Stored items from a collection
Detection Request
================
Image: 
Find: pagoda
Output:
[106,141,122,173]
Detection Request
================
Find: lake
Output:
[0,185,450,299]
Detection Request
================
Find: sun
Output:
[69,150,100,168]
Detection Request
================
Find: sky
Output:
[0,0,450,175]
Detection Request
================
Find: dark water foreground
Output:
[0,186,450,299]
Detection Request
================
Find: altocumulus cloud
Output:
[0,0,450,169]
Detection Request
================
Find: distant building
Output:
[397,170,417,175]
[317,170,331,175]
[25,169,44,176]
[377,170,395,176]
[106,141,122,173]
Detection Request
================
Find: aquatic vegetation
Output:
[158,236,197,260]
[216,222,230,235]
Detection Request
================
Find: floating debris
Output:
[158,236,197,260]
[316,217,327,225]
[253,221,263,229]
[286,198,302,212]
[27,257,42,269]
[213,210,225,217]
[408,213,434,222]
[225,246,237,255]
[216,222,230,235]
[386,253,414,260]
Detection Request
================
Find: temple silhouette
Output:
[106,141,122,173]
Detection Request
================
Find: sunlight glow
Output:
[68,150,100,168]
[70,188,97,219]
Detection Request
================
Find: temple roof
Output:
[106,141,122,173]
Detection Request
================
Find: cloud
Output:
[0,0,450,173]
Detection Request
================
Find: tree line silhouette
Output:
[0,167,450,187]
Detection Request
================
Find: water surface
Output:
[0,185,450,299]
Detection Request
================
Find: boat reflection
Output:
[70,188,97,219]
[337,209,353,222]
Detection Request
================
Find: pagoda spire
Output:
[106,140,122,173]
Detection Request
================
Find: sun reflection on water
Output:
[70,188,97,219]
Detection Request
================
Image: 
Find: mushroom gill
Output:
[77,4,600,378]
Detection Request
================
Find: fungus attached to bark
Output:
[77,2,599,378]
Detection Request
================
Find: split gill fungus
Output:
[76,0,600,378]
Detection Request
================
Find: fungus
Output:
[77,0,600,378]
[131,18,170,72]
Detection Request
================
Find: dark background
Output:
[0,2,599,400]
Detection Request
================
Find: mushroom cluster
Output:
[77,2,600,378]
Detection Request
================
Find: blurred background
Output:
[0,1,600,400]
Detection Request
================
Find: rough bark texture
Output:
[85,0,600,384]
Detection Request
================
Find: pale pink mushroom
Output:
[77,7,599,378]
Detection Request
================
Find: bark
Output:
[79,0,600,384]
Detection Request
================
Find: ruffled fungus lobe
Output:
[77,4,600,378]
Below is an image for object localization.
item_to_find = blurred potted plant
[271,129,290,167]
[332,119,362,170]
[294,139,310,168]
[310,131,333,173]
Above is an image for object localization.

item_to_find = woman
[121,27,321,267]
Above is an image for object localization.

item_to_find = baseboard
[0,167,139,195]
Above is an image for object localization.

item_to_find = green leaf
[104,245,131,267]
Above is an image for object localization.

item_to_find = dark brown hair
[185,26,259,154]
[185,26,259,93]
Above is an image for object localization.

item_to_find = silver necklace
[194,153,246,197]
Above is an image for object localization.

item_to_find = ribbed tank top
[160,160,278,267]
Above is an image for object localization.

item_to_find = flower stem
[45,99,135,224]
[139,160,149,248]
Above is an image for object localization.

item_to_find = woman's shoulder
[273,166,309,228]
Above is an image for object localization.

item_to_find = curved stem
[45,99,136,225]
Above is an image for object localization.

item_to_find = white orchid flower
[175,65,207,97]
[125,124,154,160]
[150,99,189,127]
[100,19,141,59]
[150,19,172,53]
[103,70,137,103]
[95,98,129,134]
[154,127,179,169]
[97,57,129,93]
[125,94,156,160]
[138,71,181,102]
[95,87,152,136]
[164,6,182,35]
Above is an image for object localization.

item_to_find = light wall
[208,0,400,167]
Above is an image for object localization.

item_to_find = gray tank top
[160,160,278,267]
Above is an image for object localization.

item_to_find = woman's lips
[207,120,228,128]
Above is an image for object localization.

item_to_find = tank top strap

### DIRECTION
Every entry should be printed again exactly as it stands.

### WRITTEN RESPONSE
Detection Request
================
Image: 
Find: pagoda
Output:
[106,141,122,173]
Detection Request
================
Find: lake
Output:
[0,185,450,299]
Detection Request
================
Find: sun
Output:
[69,150,100,168]
Detection Request
================
Find: sky
Output:
[0,0,450,175]
Detection Request
================
Find: dark water foreground
Output:
[0,186,450,299]
Detection Request
================
Find: altocumulus cloud
Output:
[0,0,450,169]
Detection Request
================
Find: distant building
Output:
[397,170,417,175]
[317,170,331,175]
[25,169,44,176]
[377,170,395,176]
[106,141,122,173]
Detection Request
================
Find: aquatic vegetation
Output:
[158,236,197,260]
[216,222,230,235]
Detection Request
================
Find: floating debris
Output:
[158,236,197,260]
[316,217,327,225]
[253,221,263,229]
[286,198,302,212]
[27,257,42,269]
[213,210,225,217]
[408,213,434,222]
[225,246,237,255]
[216,222,230,235]
[386,253,414,260]
Detection Request
================
Find: temple silhouette
Output:
[106,141,122,173]
Detection Request
================
Find: sunlight glow
Output:
[68,150,100,168]
[70,188,97,219]
Detection Request
================
Find: temple roof
Output:
[106,141,122,173]
Detection Request
================
Find: cloud
Output:
[0,0,450,173]
Detection Request
================
Find: tree line silhouette
Output:
[0,167,450,187]
Detection Request
================
Find: water surface
Output:
[0,185,450,299]
Detection Request
================
Find: boat reflection
Output:
[70,188,97,219]
[337,209,353,222]
Detection Request
================
Find: pagoda spire
Output:
[106,140,122,173]
Detection Request
================
Find: sun reflection on water
Output:
[70,188,97,219]
Detection Request
================
Image: 
Find: mushroom gill
Output:
[77,4,600,378]
Detection Request
================
Find: fungus attached to bark
Output:
[77,2,599,378]
Detection Request
================
Find: split gill fungus
Output:
[76,0,600,378]
Detection Request
================
Find: fungus
Output:
[77,0,600,378]
[131,18,170,72]
Detection Request
================
Find: dark background
Output:
[0,2,599,400]
Detection Request
================
Find: mushroom cluster
Output:
[77,2,600,378]
Detection Request
================
Find: blurred background
Output:
[0,1,600,400]
Detection Request
================
Find: rough bark texture
Output:
[85,0,600,384]
Detection Request
================
Find: pale pink mushroom
Output:
[77,7,599,378]
Detection Request
================
Find: bark
Output:
[79,0,600,384]
Detection Request
================
Find: ruffled fungus lobe
Output:
[77,4,600,378]
Below is an image for object localization.
item_to_find = blurred potted plant
[271,129,290,167]
[332,119,362,170]
[294,139,310,168]
[310,131,333,173]
Above is an image for object localization.

item_to_find = woman
[121,27,321,267]
Above is an image for object localization.

item_to_find = baseboard
[0,167,139,195]
Above is an image for object localization.

item_to_find = green leaf
[104,245,131,267]
Above is an image for object localization.

item_to_find = dark brown hair
[185,26,259,154]
[185,26,259,93]
Above is an image for object localization.

item_to_find = silver necklace
[194,153,246,197]
Above is an image for object localization.

item_to_find = ribbed tank top
[160,160,278,267]
Above is an image for object localization.

item_to_find = flower stem
[45,99,135,224]
[139,160,149,248]
Above is an image for object localization.

item_to_find = woman's shoulder
[273,166,309,228]
Above is an image for object localization.

item_to_find = curved stem
[45,99,136,225]
Above is an image for object localization.

item_to_find = white orchid flower
[175,65,207,97]
[125,124,154,160]
[150,99,189,127]
[100,19,141,59]
[150,19,172,53]
[103,70,137,103]
[95,98,129,134]
[154,127,179,169]
[97,57,129,93]
[125,94,156,160]
[138,71,181,102]
[95,87,152,136]
[164,6,182,35]
Above is an image for object localization.

item_to_find = light wall
[208,0,400,167]
Above is an image for object localization.

item_to_find = gray tank top
[160,160,278,267]
Above is an image for object localization.

item_to_find = woman's lips
[207,120,228,128]
Above is an image for object localization.

item_to_find = tank top strap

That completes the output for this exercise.